§ Data:
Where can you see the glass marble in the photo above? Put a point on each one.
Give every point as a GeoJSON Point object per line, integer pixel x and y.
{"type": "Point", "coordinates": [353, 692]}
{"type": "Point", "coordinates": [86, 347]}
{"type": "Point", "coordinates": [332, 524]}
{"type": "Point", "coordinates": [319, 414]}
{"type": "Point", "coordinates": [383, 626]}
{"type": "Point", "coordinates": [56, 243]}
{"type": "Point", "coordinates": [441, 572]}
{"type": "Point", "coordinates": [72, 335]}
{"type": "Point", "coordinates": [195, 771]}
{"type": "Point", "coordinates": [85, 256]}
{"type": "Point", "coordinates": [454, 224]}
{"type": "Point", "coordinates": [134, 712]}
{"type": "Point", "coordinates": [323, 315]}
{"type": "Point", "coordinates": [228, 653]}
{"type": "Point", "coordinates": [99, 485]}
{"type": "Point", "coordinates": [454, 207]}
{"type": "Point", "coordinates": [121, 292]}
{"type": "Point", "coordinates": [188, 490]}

§ Written request:
Please retype every line of the material above exactly as it stands, changing nothing.

§ Response to this task:
Where can you see the glass marble in the photo above? Put a point on each one.
Give every point as a GeoJSON Point object per line, integer pixel x and y.
{"type": "Point", "coordinates": [353, 692]}
{"type": "Point", "coordinates": [86, 347]}
{"type": "Point", "coordinates": [332, 524]}
{"type": "Point", "coordinates": [319, 414]}
{"type": "Point", "coordinates": [383, 626]}
{"type": "Point", "coordinates": [56, 243]}
{"type": "Point", "coordinates": [441, 572]}
{"type": "Point", "coordinates": [72, 335]}
{"type": "Point", "coordinates": [195, 771]}
{"type": "Point", "coordinates": [85, 256]}
{"type": "Point", "coordinates": [454, 224]}
{"type": "Point", "coordinates": [134, 712]}
{"type": "Point", "coordinates": [323, 315]}
{"type": "Point", "coordinates": [228, 653]}
{"type": "Point", "coordinates": [99, 485]}
{"type": "Point", "coordinates": [454, 207]}
{"type": "Point", "coordinates": [121, 292]}
{"type": "Point", "coordinates": [188, 490]}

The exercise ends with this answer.